- [TASK DETAILS]: Convert every line of the records below into a numbered list, skipping any blank lines.

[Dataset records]

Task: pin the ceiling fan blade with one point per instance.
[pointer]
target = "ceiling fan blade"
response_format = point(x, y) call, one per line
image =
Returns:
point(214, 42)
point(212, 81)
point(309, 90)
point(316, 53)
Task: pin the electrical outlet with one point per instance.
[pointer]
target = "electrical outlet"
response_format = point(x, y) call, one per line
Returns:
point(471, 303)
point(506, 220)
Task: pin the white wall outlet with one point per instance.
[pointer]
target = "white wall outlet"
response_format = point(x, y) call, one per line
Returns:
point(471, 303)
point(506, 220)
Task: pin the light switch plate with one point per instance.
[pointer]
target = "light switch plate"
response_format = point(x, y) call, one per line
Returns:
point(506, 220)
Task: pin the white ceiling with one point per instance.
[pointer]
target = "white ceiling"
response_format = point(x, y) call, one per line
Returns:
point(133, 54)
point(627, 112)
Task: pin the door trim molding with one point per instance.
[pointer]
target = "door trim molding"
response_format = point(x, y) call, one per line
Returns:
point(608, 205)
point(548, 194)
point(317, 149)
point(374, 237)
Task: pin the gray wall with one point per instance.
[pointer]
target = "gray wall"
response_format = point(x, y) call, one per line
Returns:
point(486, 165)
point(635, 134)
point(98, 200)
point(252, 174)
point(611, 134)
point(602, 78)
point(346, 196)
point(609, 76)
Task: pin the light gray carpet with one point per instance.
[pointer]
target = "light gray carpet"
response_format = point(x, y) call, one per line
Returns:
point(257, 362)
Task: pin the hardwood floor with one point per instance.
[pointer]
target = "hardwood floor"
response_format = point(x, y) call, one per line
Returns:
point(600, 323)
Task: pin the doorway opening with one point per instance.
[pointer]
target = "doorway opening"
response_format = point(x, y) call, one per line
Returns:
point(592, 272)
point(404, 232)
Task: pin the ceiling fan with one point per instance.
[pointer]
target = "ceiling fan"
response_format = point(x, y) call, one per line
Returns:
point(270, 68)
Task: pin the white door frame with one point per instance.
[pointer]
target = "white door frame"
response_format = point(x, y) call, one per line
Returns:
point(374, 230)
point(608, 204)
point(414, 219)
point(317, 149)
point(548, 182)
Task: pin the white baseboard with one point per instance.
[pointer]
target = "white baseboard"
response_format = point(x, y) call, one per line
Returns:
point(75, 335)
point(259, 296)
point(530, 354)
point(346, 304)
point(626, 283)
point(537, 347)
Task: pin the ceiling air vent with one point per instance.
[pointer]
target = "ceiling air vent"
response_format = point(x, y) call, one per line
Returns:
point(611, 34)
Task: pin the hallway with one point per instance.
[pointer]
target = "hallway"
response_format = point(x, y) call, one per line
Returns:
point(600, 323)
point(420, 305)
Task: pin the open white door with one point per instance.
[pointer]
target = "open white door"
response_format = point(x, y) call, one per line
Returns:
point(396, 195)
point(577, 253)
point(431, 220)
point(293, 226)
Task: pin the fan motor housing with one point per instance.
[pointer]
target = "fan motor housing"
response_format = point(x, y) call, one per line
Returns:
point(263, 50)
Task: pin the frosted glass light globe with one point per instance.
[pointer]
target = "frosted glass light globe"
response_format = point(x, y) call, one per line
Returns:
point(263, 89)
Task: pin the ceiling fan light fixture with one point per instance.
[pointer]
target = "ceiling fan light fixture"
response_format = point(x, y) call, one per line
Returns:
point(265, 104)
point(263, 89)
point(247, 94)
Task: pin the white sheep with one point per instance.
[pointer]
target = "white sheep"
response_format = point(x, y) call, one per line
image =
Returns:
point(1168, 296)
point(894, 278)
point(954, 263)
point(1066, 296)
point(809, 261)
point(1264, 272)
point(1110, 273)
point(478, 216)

- [WRITTEN SOLUTION]:
1. Task: pin the ceiling fan blade with one point per instance.
2. [pointer]
3. target = "ceiling fan blade"
4. response_format = point(x, y) call, one per line
5. image =
6. Returns:
7. point(214, 42)
8. point(212, 81)
9. point(309, 90)
10. point(316, 53)
11. Task: pin the electrical outlet with one point per instance.
12. [pointer]
13. target = "electrical outlet"
14. response_format = point(x, y) call, one per line
15. Returns:
16. point(471, 303)
17. point(506, 220)
18. Task: pin the white wall outlet with one point per instance.
19. [pointer]
20. target = "white wall outlet"
21. response_format = point(x, y) call, one per line
22. Returns:
23. point(471, 303)
24. point(506, 220)
25. Task: pin the light switch plate with one point per instance.
26. [pointer]
27. target = "light switch plate"
28. response_format = point(x, y) call, one per line
29. Returns:
30. point(506, 220)
31. Task: pin the white ceiling with one point per instance.
32. [pointer]
33. target = "white ceiling"
34. response_format = point(x, y) call, one per line
35. Returns:
36. point(133, 54)
37. point(627, 112)
38. Task: pin the door trim molding with one point per instance.
39. [pointer]
40. target = "door trim molding"
41. response_format = point(x, y) call, one per line
42. Returns:
43. point(608, 205)
44. point(548, 194)
45. point(317, 149)
46. point(374, 237)
47. Task: pin the gray wall with one point per instance.
48. [pointer]
49. target = "gray wall"
50. response_format = point(x, y) call, one per line
51. Returns:
52. point(486, 165)
53. point(635, 134)
54. point(98, 200)
55. point(252, 174)
56. point(611, 134)
57. point(602, 78)
58. point(346, 196)
59. point(609, 76)
60. Task: pin the light gray carpet with one point per instance.
61. [pointer]
62. target = "light gray carpet"
63. response_format = point(x, y) call, one per line
64. Returns:
65. point(257, 362)
66. Task: pin the hardwood floor with one point per instance.
67. [pointer]
68. target = "hardwood floor"
69. response_format = point(x, y) call, one per line
70. Returns:
71. point(600, 323)
72. Task: pin the doorway opening with one point per instance.
73. [pointer]
74. target = "doorway opening"
75. response_format = point(x, y) call, one per line
76. Returns:
77. point(592, 272)
78. point(404, 232)
79. Task: pin the ceiling fan with one point per instance.
80. [pointer]
81. target = "ceiling fan"
82. response_format = point(x, y) call, one per line
83. Returns:
84. point(270, 68)
85. Task: pin the white door frame with one point per instance.
86. [pointer]
87. target = "white door frame"
88. response_format = point(x, y) call, one per line
89. Returns:
90. point(374, 230)
91. point(608, 204)
92. point(414, 219)
93. point(317, 149)
94. point(548, 182)
95. Task: pin the white baseboard with one point per instance.
96. [pointer]
97. target = "white baseboard"
98. response_format = point(x, y) call, one per line
99. Returns:
100. point(75, 335)
101. point(259, 296)
102. point(530, 354)
103. point(346, 304)
104. point(626, 283)
105. point(537, 347)
106. Task: pin the ceiling air vent with one point per instance.
107. [pointer]
108. target = "ceiling air vent"
109. response_format = point(x, y) call, one per line
110. Returns:
111. point(611, 34)
112. Task: pin the hallway with one point per instance.
113. [pointer]
114. target = "hallway"
115. response_format = point(x, y) call, one per line
116. Returns:
117. point(600, 323)
118. point(420, 305)
119. Task: pin the open white door with one point per instance.
120. [pointer]
121. target = "open white door"
122. response_format = point(x, y) call, one per line
123. Returns:
124. point(396, 195)
125. point(577, 253)
126. point(431, 220)
127. point(293, 226)
128. Task: pin the fan motor housing with one point per instance.
129. [pointer]
130. target = "fan motor housing"
131. response_format = point(x, y) call, one per line
132. Returns:
133. point(263, 50)
134. Task: pin the frosted glass light globe with one point per instance.
135. [pointer]
136. target = "frosted glass light globe"
137. response_format = point(x, y) call, one per line
138. Returns:
139. point(263, 89)
140. Task: pin the ceiling fan light fixture with one point per instance.
141. [pointer]
142. target = "ceiling fan light fixture"
143. response_format = point(x, y) call, one per line
144. Returns:
145. point(265, 104)
146. point(263, 89)
147. point(247, 94)
148. Task: pin the white sheep with one point per instance.
149. [pointer]
150. target = "white sheep"
151. response_format = point(x, y) call, one per line
152. image =
153. Returns:
154. point(1168, 296)
155. point(894, 278)
156. point(954, 263)
157. point(1066, 296)
158. point(809, 261)
159. point(1264, 272)
160. point(1110, 273)
161. point(478, 216)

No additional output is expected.